*Exercise*.
Omit the images. Copy each entry word for word.
┄┄┄┄┄┄┄┄┄┄┄┄┄┄┄┄┄┄┄┄
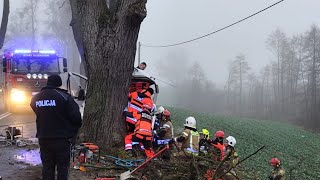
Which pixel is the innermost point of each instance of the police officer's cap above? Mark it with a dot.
(54, 81)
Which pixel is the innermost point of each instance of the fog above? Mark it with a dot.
(170, 22)
(265, 67)
(262, 67)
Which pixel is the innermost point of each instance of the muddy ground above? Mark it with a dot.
(24, 163)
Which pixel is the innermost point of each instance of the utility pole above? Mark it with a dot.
(139, 49)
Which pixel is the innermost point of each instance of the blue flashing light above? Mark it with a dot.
(26, 51)
(47, 51)
(20, 51)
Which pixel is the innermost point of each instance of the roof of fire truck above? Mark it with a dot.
(30, 53)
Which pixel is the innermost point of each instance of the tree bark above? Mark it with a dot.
(109, 42)
(4, 22)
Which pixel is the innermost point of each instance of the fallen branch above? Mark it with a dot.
(242, 161)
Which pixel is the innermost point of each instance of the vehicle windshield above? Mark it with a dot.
(35, 65)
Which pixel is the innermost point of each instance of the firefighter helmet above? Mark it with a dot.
(166, 113)
(219, 134)
(274, 162)
(191, 122)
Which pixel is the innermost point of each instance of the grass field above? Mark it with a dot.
(298, 149)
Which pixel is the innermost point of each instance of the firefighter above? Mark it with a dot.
(156, 126)
(58, 120)
(136, 101)
(204, 137)
(278, 172)
(218, 146)
(143, 131)
(165, 133)
(189, 138)
(230, 160)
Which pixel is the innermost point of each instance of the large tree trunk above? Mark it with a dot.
(109, 36)
(4, 22)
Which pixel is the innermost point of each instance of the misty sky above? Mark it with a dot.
(172, 21)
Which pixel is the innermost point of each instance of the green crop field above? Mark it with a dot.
(298, 149)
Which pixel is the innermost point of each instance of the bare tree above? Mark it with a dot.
(312, 48)
(108, 33)
(22, 27)
(4, 21)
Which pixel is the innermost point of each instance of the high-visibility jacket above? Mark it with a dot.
(278, 173)
(136, 101)
(221, 148)
(144, 125)
(191, 141)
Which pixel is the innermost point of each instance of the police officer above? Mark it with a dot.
(58, 120)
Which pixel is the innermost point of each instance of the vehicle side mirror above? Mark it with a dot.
(81, 95)
(64, 62)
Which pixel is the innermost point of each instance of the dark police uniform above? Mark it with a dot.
(58, 121)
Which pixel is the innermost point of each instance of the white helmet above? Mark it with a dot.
(160, 110)
(231, 141)
(191, 122)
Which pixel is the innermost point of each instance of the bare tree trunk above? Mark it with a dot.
(33, 30)
(314, 87)
(240, 101)
(4, 22)
(109, 39)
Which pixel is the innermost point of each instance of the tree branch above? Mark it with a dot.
(62, 4)
(4, 22)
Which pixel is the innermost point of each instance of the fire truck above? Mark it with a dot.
(24, 73)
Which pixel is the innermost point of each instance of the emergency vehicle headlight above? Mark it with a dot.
(18, 96)
(28, 75)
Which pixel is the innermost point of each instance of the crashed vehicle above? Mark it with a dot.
(140, 80)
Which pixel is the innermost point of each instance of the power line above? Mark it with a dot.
(164, 82)
(203, 36)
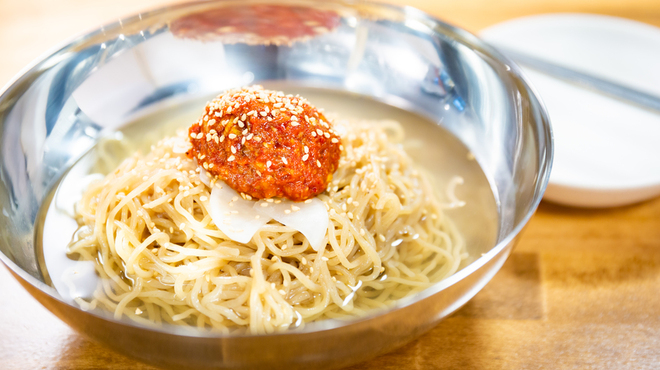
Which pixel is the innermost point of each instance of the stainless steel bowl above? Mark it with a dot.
(56, 109)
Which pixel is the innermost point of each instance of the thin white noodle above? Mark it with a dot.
(162, 259)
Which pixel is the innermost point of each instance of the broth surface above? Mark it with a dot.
(432, 147)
┄┄┄┄┄┄┄┄┄┄┄┄┄┄┄┄┄┄┄┄
*Answer to this exercise*.
Which pixel is the innermost point of each instance of the police officer's cap above? Mark it with a dot.
(54, 81)
Which pixel is the innermost point of each instance of the fog above? Mark it with a dot.
(170, 22)
(265, 67)
(262, 67)
Which pixel is the innermost point of each instance of the muddy ground above? Mark it with a dot.
(24, 163)
Which pixel is the innermost point of each instance of the utility pole above? Mark it with a dot.
(139, 49)
Which pixel is the innermost point of each instance of the blue flashing light above? Mark it with a dot.
(26, 51)
(47, 51)
(20, 51)
Which pixel is the innermost point of each instance of the roof of fire truck above? Mark it with a dot.
(30, 53)
Which pixel is the innermost point of each instance of the tree bark above? Mark it with a dot.
(109, 42)
(4, 22)
Which pixel is the innermost point of each instance of the fallen branch above? Mark it with a dot.
(242, 161)
Which pixel is the innermost point of each instance of the vehicle windshield above? Mark it with a dot.
(35, 65)
Which pixel is the innermost point of each instance of the firefighter helmet above? Mark it with a dot.
(166, 113)
(219, 134)
(274, 162)
(191, 122)
Which pixel is the innermost point of each instance of the grass field above? Mark it with a dot.
(298, 149)
Which pixel is the innermost point of each instance of the firefighter above? Mark it with a dot.
(156, 126)
(58, 120)
(136, 101)
(204, 137)
(278, 172)
(218, 146)
(143, 131)
(165, 133)
(189, 138)
(230, 160)
Which pixel is the innermost point of each instance of the large tree trunk above? Mark it with a dot.
(109, 36)
(4, 22)
Which pixel is the innermost point of each instance of the misty sky above? Mark it with a dot.
(172, 21)
Which pixel is the innermost point of each instance of the green crop field above? Mark it with a dot.
(298, 149)
Which pixel is the innermost point of each instance of the bare tree above? Mark it with a dot.
(312, 48)
(108, 33)
(22, 27)
(4, 21)
Which pixel is the innermost point of each instance of the high-visibility jacket above? Mark it with a dot.
(278, 173)
(136, 101)
(221, 148)
(144, 125)
(191, 141)
Which pixel is the innermost point of each instance of the police officer above? Mark it with a dot.
(58, 120)
Which pixel is the innermost point of each instance of the vehicle side mirror above? Mark it with a dot.
(81, 95)
(64, 62)
Which pixel is the innermost point of each instance of the dark police uniform above? Mark it with a dot.
(58, 121)
Which pixel is the innermost point of each instance of the white helmet above? Mark it with a dot.
(160, 110)
(231, 141)
(191, 122)
Which pixel is the innermost point of each instance of the bare tree trunk above? Mark it with a dot.
(33, 30)
(314, 87)
(240, 101)
(4, 22)
(109, 39)
Which pixel is the innermost point of each instance of the tree branch above? Mark it with a dot.
(62, 4)
(4, 22)
Which pixel is the innermost point of each instance of the fire truck above? Mark it with a dot.
(24, 73)
Which pixel is the innermost point of each instance of the emergency vehicle headlight above? Mark it with a dot.
(18, 96)
(28, 75)
Which pixel is the innermost point of each instance of the crashed vehicle above? Mark it with a dot.
(140, 80)
Which pixel is the innermost point of each instance of the power line above? Mark it with a dot.
(164, 82)
(203, 36)
Which pixel is the innermost point of each instance of the stainless steel bowl above? Mark it with a dot.
(56, 109)
Which pixel is the innermost point of each instance of the thin white noodle above? Mark it with a dot.
(162, 259)
Which pixel is the innermost point of each instance of the broth surface above? Mark it with a dot.
(432, 147)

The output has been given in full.